%%

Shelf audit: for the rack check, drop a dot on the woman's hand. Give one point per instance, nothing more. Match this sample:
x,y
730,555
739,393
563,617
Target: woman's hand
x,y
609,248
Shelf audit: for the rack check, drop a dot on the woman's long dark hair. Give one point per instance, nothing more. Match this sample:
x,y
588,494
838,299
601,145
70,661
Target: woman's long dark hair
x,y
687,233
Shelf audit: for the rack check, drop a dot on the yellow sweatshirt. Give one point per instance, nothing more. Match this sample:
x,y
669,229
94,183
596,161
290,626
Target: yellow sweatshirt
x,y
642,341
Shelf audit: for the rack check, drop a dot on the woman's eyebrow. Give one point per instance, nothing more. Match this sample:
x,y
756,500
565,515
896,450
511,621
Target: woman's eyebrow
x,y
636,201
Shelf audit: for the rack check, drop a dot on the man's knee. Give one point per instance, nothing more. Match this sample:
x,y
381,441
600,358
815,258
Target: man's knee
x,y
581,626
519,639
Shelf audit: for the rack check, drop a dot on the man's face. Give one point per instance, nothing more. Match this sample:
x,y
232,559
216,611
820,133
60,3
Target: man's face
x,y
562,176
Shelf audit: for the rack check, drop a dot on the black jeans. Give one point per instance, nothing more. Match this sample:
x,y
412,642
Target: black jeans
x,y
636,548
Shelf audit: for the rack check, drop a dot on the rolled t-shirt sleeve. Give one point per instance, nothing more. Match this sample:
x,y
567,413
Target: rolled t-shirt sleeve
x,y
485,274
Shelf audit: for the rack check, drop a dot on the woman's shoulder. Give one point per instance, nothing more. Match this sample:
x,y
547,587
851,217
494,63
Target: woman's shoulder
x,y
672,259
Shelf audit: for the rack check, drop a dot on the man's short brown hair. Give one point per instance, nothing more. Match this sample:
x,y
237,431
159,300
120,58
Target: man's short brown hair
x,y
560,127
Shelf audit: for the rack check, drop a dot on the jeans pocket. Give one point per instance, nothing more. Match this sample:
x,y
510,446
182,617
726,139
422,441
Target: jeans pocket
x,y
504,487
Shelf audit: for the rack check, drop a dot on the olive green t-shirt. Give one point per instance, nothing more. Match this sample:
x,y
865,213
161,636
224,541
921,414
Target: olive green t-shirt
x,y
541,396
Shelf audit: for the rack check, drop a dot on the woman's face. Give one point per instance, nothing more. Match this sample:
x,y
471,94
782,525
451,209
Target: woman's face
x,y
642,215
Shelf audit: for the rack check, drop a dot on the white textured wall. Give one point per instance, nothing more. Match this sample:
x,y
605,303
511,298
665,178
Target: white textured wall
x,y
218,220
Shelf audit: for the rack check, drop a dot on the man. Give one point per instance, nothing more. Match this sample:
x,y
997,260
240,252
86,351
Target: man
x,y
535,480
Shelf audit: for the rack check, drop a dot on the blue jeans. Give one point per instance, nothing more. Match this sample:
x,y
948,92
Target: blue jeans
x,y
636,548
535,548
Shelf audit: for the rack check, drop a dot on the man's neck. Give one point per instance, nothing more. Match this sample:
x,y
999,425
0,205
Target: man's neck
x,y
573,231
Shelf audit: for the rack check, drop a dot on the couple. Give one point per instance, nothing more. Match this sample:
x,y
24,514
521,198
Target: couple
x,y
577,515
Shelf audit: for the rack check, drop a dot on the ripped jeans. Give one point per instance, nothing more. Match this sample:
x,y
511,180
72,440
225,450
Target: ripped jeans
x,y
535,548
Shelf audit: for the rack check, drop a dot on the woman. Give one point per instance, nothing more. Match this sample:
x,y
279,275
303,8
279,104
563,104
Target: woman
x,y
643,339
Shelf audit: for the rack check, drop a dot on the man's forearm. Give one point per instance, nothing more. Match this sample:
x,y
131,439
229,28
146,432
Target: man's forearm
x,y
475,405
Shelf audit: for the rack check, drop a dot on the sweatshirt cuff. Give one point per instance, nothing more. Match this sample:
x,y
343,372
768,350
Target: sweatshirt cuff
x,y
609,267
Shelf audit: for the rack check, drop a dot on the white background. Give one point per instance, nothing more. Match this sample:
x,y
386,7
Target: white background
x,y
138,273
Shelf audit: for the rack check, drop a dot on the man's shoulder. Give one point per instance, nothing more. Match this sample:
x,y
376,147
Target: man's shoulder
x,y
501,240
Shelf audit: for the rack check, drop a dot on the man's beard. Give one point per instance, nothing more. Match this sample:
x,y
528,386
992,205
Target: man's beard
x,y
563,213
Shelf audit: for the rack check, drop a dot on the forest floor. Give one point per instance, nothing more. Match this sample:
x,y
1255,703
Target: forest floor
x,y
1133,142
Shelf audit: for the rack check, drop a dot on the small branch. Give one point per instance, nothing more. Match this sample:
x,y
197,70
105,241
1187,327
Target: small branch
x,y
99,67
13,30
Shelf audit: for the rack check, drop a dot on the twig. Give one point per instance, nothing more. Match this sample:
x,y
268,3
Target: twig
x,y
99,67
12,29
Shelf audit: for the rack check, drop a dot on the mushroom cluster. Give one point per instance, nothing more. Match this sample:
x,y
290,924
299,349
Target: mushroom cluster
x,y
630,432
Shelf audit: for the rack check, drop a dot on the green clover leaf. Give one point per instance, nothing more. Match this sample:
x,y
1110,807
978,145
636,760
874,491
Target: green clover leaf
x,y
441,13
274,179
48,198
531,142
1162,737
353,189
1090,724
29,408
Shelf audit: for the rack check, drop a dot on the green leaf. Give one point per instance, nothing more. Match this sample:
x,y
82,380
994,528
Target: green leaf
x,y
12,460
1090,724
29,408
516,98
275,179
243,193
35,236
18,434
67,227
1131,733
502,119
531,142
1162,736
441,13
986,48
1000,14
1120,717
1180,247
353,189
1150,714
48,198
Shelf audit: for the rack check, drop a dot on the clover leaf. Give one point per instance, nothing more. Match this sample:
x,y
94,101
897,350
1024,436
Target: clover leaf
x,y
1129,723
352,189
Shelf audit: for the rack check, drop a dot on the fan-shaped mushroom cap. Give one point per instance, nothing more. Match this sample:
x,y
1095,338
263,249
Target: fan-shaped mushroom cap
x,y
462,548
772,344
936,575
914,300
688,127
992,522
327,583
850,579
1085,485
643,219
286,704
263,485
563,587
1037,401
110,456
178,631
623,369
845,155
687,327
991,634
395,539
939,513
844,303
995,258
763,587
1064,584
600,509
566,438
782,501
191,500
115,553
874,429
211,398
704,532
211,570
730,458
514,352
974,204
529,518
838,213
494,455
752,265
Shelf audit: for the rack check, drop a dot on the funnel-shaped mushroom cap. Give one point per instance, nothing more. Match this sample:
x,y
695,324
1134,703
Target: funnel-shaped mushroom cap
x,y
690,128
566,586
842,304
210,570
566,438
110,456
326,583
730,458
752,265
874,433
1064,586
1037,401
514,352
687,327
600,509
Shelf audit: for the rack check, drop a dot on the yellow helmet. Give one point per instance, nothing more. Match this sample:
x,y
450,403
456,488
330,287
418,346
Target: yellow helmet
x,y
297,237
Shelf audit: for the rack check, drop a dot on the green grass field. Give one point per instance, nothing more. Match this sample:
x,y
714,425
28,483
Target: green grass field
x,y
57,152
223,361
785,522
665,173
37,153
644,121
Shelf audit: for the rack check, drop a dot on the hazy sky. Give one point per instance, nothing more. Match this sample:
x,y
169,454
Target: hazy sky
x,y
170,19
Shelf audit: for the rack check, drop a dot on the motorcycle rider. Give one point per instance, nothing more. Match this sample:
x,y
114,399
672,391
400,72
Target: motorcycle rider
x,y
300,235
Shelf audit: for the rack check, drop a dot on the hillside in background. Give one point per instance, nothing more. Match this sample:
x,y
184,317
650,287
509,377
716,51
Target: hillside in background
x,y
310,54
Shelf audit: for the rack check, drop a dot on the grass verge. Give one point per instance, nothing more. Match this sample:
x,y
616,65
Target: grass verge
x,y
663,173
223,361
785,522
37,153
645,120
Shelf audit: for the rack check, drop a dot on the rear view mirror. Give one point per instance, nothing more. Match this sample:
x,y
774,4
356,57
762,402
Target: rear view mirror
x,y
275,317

%%

Objective
Lines from the one containing "on the motorcycle" through the final line are to be given again verbatim, with nothing before or after.

Task response
Shelf audit: for the rack check, drop a dot on the motorcycle rider. Give one point per instance, nothing more. Match this sample:
x,y
114,399
672,391
400,72
Target: motorcycle rider
x,y
300,235
Shelf audit: for the rack check, drop a dot on the hillside in background. Give one point per instance, nothing more. Match this sample:
x,y
184,317
650,287
509,377
716,51
Target: hillside in background
x,y
310,54
Shelf audit: for the rack check, drop a dot on the grass verge. Give one point per instance, nothing more. Match this sample:
x,y
616,65
Target: grass verge
x,y
663,173
223,361
785,522
37,153
645,120
Shelf audit: for the rack check, drop a dot on the rear view mirror. Give one point per instance, nothing more. Match this sample:
x,y
774,4
356,57
762,402
Target: rear view mirror
x,y
275,317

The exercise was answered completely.